Written request:
Print exactly the lines from the line with "Expected behaviour: a marker sits on the boat window, one" to the last line of the data, please, both included.

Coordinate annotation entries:
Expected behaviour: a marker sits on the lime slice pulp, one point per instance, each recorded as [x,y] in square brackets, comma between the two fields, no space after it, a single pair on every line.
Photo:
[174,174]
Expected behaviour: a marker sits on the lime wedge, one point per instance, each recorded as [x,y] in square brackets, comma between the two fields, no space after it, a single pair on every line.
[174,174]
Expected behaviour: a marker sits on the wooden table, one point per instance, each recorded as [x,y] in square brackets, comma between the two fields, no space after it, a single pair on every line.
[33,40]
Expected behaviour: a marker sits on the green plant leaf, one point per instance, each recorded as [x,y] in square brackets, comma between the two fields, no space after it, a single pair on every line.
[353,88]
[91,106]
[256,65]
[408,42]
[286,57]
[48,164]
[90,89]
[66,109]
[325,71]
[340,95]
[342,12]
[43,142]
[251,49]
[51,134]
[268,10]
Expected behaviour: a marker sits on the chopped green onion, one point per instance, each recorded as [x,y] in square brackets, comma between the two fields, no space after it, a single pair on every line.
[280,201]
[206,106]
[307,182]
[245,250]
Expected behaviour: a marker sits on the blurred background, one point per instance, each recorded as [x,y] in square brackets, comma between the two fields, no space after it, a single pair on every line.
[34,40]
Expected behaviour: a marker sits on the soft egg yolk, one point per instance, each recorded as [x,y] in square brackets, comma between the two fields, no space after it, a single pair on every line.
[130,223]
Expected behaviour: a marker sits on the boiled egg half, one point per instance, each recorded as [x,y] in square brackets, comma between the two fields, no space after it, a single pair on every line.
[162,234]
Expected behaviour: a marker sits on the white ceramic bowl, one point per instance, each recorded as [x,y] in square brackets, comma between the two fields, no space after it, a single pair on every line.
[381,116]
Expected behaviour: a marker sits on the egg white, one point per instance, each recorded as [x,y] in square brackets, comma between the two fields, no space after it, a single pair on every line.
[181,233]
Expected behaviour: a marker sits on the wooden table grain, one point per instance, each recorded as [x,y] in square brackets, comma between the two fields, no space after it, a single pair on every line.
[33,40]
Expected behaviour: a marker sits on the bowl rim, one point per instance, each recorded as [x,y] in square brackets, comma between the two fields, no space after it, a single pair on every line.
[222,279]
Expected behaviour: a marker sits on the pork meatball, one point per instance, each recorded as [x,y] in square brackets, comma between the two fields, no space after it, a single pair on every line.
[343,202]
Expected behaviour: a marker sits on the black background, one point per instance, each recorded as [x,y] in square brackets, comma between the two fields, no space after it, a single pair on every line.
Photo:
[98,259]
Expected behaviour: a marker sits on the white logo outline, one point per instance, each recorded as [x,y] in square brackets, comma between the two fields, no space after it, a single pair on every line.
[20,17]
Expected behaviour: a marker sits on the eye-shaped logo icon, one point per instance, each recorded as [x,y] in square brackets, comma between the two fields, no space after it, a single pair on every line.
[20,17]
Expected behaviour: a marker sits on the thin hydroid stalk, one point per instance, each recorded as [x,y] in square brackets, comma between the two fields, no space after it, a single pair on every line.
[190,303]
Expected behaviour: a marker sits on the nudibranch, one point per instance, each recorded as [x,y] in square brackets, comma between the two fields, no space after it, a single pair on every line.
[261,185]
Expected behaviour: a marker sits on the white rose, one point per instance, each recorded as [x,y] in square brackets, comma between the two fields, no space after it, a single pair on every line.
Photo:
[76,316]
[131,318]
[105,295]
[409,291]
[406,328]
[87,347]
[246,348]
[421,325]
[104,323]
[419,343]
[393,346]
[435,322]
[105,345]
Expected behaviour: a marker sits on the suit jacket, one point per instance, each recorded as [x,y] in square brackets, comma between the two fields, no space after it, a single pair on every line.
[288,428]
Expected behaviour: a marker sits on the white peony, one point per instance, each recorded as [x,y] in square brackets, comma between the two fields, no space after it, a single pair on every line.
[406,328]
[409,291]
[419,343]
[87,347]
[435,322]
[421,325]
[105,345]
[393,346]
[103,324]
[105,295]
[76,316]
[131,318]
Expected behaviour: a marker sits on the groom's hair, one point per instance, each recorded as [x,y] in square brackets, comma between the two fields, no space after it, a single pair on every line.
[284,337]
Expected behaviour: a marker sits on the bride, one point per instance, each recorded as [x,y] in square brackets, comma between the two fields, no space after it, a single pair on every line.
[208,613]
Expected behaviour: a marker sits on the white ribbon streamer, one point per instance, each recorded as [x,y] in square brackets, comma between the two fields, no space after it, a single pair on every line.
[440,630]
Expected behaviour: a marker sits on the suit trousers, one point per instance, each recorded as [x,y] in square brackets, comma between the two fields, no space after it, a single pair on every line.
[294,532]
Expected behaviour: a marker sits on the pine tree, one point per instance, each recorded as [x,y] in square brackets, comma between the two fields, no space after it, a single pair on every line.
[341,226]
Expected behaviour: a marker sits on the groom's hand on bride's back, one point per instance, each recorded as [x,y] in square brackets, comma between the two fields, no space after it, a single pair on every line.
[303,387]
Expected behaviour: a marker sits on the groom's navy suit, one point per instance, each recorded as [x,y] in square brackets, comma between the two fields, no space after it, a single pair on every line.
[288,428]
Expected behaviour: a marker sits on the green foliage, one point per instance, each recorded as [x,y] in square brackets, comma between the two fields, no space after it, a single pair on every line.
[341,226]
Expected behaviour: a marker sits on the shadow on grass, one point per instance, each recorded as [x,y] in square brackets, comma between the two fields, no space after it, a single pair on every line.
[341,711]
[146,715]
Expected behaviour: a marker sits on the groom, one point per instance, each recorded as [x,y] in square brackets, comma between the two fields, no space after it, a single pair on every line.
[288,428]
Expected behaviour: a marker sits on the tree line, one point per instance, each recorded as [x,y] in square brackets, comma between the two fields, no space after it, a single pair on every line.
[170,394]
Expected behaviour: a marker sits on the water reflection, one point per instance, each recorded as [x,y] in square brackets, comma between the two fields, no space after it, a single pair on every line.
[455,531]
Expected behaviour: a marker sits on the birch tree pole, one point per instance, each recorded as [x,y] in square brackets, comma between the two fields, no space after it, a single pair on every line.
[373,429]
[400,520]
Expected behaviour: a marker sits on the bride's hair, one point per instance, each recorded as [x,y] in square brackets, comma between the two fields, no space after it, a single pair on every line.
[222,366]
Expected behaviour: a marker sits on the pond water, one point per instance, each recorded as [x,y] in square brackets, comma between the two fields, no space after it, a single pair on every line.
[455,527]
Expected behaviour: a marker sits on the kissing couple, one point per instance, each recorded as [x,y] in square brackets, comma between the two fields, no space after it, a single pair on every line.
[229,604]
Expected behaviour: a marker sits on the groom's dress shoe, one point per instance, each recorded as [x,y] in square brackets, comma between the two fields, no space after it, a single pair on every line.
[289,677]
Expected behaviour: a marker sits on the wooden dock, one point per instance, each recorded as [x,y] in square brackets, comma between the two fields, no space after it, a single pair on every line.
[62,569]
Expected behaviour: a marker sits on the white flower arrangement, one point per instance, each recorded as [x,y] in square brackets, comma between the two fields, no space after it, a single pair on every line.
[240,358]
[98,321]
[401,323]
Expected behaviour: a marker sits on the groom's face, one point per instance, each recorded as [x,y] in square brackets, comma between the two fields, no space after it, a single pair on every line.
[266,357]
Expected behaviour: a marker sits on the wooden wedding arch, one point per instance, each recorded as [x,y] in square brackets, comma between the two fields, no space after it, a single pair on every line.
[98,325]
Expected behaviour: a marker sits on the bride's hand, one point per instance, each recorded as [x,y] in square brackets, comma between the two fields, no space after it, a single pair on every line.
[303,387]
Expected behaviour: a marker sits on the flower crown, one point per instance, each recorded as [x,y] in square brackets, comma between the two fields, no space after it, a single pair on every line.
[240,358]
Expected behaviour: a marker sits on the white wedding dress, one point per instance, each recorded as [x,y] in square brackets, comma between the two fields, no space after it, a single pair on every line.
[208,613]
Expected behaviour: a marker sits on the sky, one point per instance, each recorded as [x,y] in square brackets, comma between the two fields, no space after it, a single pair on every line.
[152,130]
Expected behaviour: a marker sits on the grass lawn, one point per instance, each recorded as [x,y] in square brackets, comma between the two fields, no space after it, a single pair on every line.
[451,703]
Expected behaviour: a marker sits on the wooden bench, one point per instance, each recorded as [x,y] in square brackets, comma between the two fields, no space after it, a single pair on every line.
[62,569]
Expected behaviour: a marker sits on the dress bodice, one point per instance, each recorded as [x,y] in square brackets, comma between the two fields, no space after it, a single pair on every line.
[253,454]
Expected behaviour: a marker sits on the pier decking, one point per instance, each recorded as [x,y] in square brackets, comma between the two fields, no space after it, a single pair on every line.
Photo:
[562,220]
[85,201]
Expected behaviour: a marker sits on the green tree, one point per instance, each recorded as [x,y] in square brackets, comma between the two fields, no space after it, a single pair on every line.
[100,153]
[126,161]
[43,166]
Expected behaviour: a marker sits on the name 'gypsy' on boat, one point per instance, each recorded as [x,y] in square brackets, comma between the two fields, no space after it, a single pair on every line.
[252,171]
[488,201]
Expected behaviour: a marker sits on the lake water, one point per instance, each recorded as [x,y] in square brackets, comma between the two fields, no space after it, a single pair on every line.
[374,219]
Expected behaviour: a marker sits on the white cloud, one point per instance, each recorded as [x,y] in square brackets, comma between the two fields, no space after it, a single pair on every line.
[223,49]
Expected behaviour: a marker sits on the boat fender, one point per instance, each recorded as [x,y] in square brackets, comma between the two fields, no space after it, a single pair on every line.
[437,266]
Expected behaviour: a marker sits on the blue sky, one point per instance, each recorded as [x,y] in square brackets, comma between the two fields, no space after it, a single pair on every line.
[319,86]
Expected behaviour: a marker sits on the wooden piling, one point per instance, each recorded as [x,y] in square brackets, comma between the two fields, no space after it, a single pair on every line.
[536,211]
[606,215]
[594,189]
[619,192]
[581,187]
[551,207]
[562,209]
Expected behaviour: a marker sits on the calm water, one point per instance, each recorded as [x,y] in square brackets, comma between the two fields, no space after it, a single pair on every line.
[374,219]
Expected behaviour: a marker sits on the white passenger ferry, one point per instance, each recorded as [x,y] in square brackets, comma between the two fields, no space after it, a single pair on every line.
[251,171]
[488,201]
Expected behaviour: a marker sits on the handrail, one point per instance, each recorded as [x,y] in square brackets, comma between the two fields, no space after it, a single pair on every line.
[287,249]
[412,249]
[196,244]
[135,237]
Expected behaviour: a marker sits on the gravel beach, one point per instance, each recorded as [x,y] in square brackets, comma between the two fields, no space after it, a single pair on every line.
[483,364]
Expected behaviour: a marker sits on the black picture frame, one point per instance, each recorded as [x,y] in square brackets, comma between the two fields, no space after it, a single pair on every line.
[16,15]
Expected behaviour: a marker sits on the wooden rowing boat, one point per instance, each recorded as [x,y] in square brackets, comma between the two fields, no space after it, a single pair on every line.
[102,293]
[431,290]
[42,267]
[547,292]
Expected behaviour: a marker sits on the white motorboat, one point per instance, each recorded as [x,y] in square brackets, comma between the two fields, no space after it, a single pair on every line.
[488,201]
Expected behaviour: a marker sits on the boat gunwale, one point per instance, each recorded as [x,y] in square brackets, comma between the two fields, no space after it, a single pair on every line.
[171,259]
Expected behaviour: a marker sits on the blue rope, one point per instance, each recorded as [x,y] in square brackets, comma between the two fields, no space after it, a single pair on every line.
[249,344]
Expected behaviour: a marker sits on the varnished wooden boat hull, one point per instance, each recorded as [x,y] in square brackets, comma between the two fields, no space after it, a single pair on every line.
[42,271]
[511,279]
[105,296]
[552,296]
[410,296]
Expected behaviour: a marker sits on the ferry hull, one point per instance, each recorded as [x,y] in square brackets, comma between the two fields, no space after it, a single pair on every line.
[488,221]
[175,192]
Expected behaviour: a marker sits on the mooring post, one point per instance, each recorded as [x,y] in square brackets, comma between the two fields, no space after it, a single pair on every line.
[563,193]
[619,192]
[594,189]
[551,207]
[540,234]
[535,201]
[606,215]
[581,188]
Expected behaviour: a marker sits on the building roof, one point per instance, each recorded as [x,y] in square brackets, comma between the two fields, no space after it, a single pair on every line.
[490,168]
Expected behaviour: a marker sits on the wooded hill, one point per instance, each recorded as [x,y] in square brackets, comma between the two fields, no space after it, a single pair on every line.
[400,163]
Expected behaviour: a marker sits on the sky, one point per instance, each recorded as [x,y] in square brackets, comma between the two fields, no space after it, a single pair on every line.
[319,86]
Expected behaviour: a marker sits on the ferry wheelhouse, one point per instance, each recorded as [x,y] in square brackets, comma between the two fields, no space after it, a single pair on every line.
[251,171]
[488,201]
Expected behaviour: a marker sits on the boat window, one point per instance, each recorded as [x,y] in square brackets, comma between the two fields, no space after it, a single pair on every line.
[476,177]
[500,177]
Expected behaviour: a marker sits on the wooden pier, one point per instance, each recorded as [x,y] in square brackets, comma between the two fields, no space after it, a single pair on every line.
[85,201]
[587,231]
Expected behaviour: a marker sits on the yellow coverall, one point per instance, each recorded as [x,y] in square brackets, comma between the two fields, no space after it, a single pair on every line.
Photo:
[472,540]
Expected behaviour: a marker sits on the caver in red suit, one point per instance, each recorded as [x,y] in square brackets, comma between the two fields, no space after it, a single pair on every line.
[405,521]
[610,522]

Exercise result:
Expected behaviour: a marker sits on the boat window, one point per instance, each recorded as [x,y] in square brackets, comma between the two fields, no space after it, a single pair on every line.
[476,177]
[500,177]
Expected behaviour: a marker sits on the wooden pier, one point per instance, each recorded as [x,y] in square brackets, comma between the two fields, no space after it, a single pair on every line.
[85,201]
[587,231]
Expected behaviour: a marker sits on the yellow coverall, one point per instance, each recorded as [x,y] in square brackets, comma between the two fields, no space after it, a single pair on every line.
Photo:
[472,540]
Expected behaviour: a marker sits on the caver in red suit, one point per instance, each recorded as [x,y] in square brackets, comma between the two fields, no space after it, a single pair on every line.
[405,521]
[610,522]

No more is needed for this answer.